▶ What you need to do:
Reproduce every line of the data below verbatim, leaving the pictures out.

Position annotation records:
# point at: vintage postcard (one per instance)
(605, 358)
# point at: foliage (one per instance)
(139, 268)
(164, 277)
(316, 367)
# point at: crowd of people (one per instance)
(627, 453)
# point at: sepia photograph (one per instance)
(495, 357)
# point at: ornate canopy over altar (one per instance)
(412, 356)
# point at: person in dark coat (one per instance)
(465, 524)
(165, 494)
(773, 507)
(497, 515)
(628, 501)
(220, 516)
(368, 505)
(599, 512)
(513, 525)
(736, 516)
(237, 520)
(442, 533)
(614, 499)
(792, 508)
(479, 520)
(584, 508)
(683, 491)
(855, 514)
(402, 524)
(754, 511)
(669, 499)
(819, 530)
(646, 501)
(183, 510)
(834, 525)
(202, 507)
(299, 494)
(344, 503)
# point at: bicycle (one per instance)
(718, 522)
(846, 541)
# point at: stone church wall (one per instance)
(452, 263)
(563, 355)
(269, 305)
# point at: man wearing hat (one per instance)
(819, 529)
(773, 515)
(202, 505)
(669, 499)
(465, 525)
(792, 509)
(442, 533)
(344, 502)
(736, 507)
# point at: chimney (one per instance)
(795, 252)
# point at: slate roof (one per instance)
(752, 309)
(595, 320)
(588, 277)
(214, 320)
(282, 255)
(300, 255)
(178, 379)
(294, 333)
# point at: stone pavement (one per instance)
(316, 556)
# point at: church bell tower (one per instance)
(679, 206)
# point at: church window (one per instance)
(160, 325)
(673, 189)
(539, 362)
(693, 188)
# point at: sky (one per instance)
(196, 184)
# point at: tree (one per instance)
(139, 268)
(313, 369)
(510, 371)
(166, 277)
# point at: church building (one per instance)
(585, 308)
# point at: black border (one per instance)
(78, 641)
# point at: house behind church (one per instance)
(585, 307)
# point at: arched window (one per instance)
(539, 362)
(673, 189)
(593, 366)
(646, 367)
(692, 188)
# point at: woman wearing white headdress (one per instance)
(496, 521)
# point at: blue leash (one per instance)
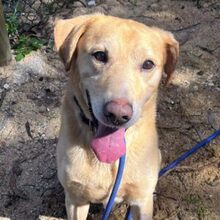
(161, 173)
(115, 188)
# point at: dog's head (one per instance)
(118, 62)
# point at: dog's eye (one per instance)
(148, 65)
(101, 56)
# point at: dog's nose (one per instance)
(118, 111)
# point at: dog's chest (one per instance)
(89, 182)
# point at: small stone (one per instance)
(91, 3)
(211, 84)
(195, 88)
(154, 6)
(6, 86)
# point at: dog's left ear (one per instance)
(172, 54)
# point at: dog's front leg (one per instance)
(75, 212)
(143, 209)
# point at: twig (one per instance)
(167, 197)
(28, 129)
(186, 28)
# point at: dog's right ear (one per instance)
(66, 36)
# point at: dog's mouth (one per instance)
(108, 142)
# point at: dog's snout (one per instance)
(118, 111)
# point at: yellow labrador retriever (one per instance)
(115, 66)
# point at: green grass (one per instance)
(21, 44)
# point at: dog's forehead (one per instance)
(120, 31)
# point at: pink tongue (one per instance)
(109, 144)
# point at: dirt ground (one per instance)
(188, 111)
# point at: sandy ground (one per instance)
(188, 111)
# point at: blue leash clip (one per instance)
(161, 173)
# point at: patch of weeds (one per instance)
(198, 205)
(12, 24)
(25, 44)
(21, 43)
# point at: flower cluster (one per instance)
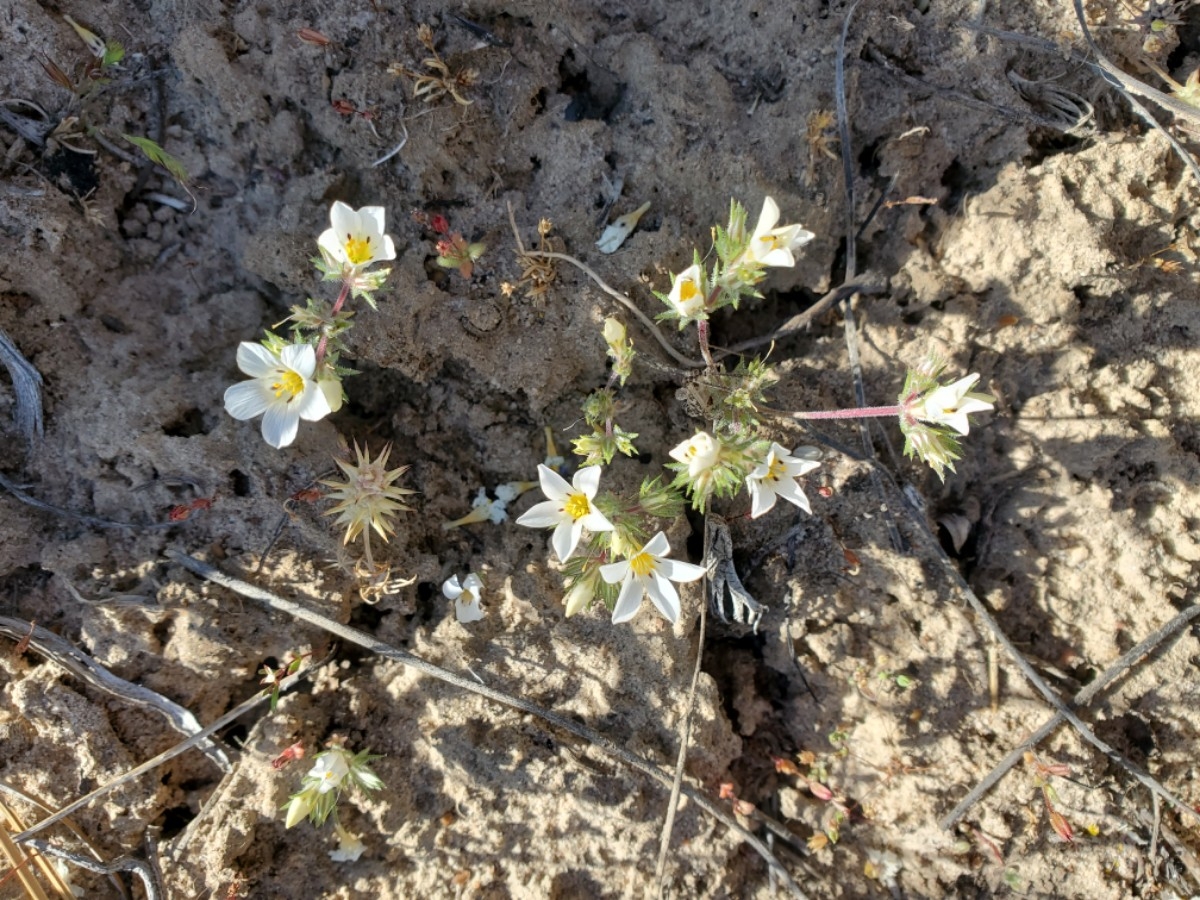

▶ Result of the task:
# point at: vintage postcard (one per instance)
(605, 358)
# point at: foliage (one per instance)
(139, 268)
(164, 277)
(316, 367)
# point at: crowd of people (one per instance)
(627, 453)
# point at: sepia photograph (one per instance)
(495, 357)
# point at: ornate canopy over altar (one per instance)
(412, 356)
# point at: person in dark coat (one per instance)
(465, 524)
(165, 494)
(773, 507)
(497, 515)
(628, 501)
(220, 516)
(368, 505)
(599, 512)
(513, 525)
(736, 516)
(237, 520)
(442, 533)
(614, 499)
(792, 508)
(479, 520)
(584, 508)
(683, 491)
(855, 514)
(402, 524)
(754, 511)
(669, 499)
(819, 530)
(646, 501)
(183, 510)
(834, 525)
(202, 507)
(299, 494)
(344, 503)
# point at: bicycle (one per instance)
(718, 522)
(846, 541)
# point at: stone church wall (one per instance)
(452, 263)
(563, 355)
(269, 305)
# point at: man wearing hat (one per instance)
(819, 529)
(773, 515)
(202, 505)
(669, 499)
(465, 525)
(792, 509)
(442, 533)
(344, 502)
(736, 507)
# point at: chimney (one per instance)
(795, 252)
# point at: slate roof (one per instance)
(752, 309)
(595, 320)
(588, 277)
(214, 320)
(282, 255)
(300, 255)
(178, 379)
(294, 333)
# point at: stone pavement (one per instance)
(316, 556)
# point at: church bell tower (one per instance)
(679, 206)
# point at: church window (one per instance)
(160, 325)
(673, 189)
(539, 362)
(693, 188)
# point at: sky (one per instance)
(196, 184)
# point at: tree (one per instance)
(139, 268)
(313, 369)
(510, 371)
(166, 277)
# point at: church building (one per instance)
(585, 308)
# point at: black border (one per instance)
(78, 641)
# point at: house behind church (one per instance)
(585, 307)
# point at: arched window (one per instance)
(539, 362)
(673, 189)
(593, 366)
(646, 367)
(692, 188)
# point at: woman wearing white headdress (one per instance)
(496, 521)
# point at: blue leash (one per instance)
(161, 173)
(115, 188)
# point at: dog's head (one per instance)
(118, 62)
# point at: dog's eye (one per instance)
(148, 65)
(101, 56)
# point at: dog's nose (one per instance)
(118, 111)
# point at: dog's chest (one per instance)
(89, 182)
# point at: small stone (one per instance)
(91, 3)
(211, 84)
(195, 88)
(154, 6)
(6, 86)
# point at: dog's left ear (one per instance)
(172, 54)
# point at: dog's front leg (one per instance)
(75, 212)
(143, 209)
# point at: twig (one per instance)
(167, 197)
(28, 129)
(186, 28)
# point at: dog's right ear (one per instance)
(66, 36)
# point at: dog's mouth (one per instance)
(108, 142)
# point at: dog's snout (one per instance)
(118, 111)
# point at: yellow labrador retriever (one per instance)
(115, 66)
# point at: green grass (one per instance)
(21, 44)
# point at: dog's forehead (one per instance)
(120, 31)
# point at: pink tongue (one per instance)
(109, 144)
# point at: dirt ground (one per instance)
(188, 111)
# point at: sandy ground (one per instance)
(188, 111)
# point at: blue leash clip (one per instance)
(161, 173)
# point at: patch of weeds (one per instance)
(198, 205)
(12, 24)
(25, 44)
(21, 43)
# point at: flower cluster (one per instance)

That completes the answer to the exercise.